◆ **Dataset entries**:
════════

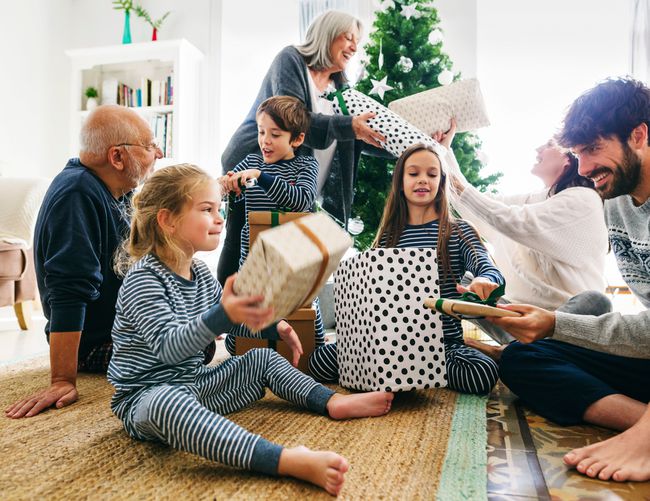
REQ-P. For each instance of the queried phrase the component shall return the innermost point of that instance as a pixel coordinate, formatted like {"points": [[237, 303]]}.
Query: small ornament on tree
{"points": [[380, 87], [142, 12], [355, 226], [409, 11], [435, 37], [405, 64], [445, 77], [387, 4]]}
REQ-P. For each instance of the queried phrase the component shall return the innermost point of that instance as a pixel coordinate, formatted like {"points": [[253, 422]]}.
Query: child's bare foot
{"points": [[325, 469], [494, 352], [621, 458], [376, 403]]}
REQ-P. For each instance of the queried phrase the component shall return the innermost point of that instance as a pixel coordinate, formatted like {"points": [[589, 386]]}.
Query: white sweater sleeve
{"points": [[557, 226]]}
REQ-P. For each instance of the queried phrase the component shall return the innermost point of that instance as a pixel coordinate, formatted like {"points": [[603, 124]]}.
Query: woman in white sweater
{"points": [[550, 245]]}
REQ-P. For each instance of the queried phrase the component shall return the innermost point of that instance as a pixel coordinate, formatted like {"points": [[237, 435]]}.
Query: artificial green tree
{"points": [[406, 47]]}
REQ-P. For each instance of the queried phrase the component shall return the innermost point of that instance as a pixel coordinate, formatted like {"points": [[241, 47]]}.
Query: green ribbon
{"points": [[491, 300], [339, 97], [275, 215]]}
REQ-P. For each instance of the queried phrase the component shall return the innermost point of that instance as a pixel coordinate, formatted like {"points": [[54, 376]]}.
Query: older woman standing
{"points": [[309, 72]]}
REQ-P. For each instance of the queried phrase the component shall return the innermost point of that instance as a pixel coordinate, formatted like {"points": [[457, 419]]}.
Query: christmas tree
{"points": [[406, 49]]}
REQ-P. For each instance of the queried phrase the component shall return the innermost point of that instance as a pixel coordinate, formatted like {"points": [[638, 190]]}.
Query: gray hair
{"points": [[107, 126], [320, 35]]}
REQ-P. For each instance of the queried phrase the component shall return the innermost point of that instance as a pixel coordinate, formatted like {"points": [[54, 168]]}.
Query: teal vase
{"points": [[126, 37]]}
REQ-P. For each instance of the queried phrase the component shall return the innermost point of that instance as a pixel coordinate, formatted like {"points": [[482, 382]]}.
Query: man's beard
{"points": [[625, 176]]}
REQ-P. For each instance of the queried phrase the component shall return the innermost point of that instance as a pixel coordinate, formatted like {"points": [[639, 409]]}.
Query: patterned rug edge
{"points": [[464, 474]]}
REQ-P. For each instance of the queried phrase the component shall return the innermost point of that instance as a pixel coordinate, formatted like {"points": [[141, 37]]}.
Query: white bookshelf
{"points": [[129, 64]]}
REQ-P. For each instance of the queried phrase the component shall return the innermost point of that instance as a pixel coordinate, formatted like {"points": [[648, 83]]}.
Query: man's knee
{"points": [[587, 303], [515, 359]]}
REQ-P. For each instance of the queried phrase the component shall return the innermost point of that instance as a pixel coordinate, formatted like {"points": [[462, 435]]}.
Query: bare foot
{"points": [[621, 458], [494, 352], [376, 403], [325, 469]]}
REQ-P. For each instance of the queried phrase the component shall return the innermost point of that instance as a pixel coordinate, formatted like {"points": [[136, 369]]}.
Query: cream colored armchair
{"points": [[20, 200]]}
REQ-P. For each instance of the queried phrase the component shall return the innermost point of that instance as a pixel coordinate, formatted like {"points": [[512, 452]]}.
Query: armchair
{"points": [[20, 199]]}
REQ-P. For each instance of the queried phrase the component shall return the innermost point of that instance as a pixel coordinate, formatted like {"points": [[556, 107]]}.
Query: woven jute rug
{"points": [[430, 446]]}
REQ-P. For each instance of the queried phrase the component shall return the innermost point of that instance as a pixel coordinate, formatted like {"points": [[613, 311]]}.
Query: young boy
{"points": [[284, 181]]}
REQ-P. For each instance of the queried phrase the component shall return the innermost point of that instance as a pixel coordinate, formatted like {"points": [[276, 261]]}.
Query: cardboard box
{"points": [[303, 322], [259, 221], [386, 338], [290, 263]]}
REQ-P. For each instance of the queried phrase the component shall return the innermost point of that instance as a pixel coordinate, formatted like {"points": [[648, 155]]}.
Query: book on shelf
{"points": [[158, 92]]}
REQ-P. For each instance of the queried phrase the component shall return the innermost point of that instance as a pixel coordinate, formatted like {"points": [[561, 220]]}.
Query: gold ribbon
{"points": [[324, 252]]}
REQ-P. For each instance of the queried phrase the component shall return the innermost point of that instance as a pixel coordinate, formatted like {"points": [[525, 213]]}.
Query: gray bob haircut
{"points": [[107, 126], [320, 35]]}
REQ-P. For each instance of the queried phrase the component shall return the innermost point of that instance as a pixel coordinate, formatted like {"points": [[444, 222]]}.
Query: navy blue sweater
{"points": [[79, 227]]}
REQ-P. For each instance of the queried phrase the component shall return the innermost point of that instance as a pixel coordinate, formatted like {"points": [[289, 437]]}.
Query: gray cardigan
{"points": [[288, 76], [624, 335]]}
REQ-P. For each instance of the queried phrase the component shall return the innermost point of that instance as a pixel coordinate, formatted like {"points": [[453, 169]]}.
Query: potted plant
{"points": [[91, 95], [155, 25], [126, 6]]}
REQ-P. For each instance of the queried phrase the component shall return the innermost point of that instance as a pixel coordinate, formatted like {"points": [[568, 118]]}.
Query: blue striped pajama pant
{"points": [[468, 370], [189, 417]]}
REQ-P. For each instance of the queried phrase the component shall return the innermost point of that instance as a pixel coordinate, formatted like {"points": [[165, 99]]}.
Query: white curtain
{"points": [[310, 9], [640, 61]]}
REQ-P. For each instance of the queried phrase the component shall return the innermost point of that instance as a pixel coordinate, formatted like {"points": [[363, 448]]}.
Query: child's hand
{"points": [[223, 182], [289, 336], [236, 179], [481, 286], [445, 138], [245, 309]]}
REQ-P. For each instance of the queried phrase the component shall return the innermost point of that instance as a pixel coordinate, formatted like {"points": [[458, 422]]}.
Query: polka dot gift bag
{"points": [[398, 132], [386, 338]]}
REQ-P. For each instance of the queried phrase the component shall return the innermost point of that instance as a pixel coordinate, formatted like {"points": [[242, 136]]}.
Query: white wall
{"points": [[252, 34], [33, 87], [35, 97], [534, 59], [459, 24]]}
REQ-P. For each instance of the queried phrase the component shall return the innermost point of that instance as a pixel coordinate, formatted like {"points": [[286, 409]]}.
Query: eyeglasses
{"points": [[152, 146]]}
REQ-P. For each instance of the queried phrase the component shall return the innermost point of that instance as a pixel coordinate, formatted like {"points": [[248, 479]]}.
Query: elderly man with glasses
{"points": [[82, 221]]}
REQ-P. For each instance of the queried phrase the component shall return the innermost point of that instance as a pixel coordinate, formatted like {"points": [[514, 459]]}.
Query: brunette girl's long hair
{"points": [[395, 216]]}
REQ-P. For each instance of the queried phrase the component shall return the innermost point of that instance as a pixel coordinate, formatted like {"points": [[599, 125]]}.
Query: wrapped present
{"points": [[467, 310], [290, 263], [259, 221], [398, 132], [303, 322], [386, 339], [433, 109]]}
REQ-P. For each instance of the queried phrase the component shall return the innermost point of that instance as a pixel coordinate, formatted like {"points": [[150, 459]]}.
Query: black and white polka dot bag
{"points": [[386, 338], [398, 132]]}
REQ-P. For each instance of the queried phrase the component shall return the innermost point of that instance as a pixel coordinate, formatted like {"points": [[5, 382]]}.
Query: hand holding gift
{"points": [[433, 109], [290, 263], [396, 132], [245, 309]]}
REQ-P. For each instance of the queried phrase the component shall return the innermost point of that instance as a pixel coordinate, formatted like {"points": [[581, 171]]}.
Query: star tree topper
{"points": [[380, 87]]}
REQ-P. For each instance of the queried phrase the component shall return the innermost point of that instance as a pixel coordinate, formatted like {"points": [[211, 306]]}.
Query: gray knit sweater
{"points": [[625, 335]]}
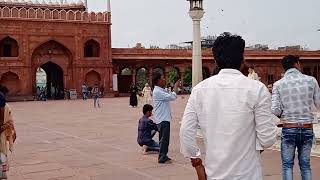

════════

Exactly the lines from the line with "Query: wrapped present" through the end of the data are to be reproduced, and no picture is to be included.

Query: wrapped present
{"points": [[467, 310], [290, 263], [259, 221], [398, 132], [303, 322], [386, 339], [433, 109]]}
REQ-P. For each instance of the queried phrase the component shall return the innermost point of that instance as a pixel coordinate, formatted like {"points": [[150, 459]]}.
Query: black and white polka dot bag
{"points": [[386, 338], [398, 132]]}
REQ-P. For each instance of the queried phrase the component shall return the innermost point of that instance as a pixel coordinate, formatted like {"points": [[5, 382]]}.
Query: hand holding gift
{"points": [[433, 109], [290, 263], [396, 132], [245, 309]]}
REQ-P. For each instance of the queried phrase the component shall return the innermost point of that instance as a pixel coordinate, formatted like {"points": [[581, 171]]}.
Query: star tree topper
{"points": [[380, 87]]}
REQ-P. For each instance of the queried phrase the component shall return the innermost point of that instance as a pixel coordinate, formatted like {"points": [[211, 306]]}.
Query: gray knit sweater
{"points": [[625, 335]]}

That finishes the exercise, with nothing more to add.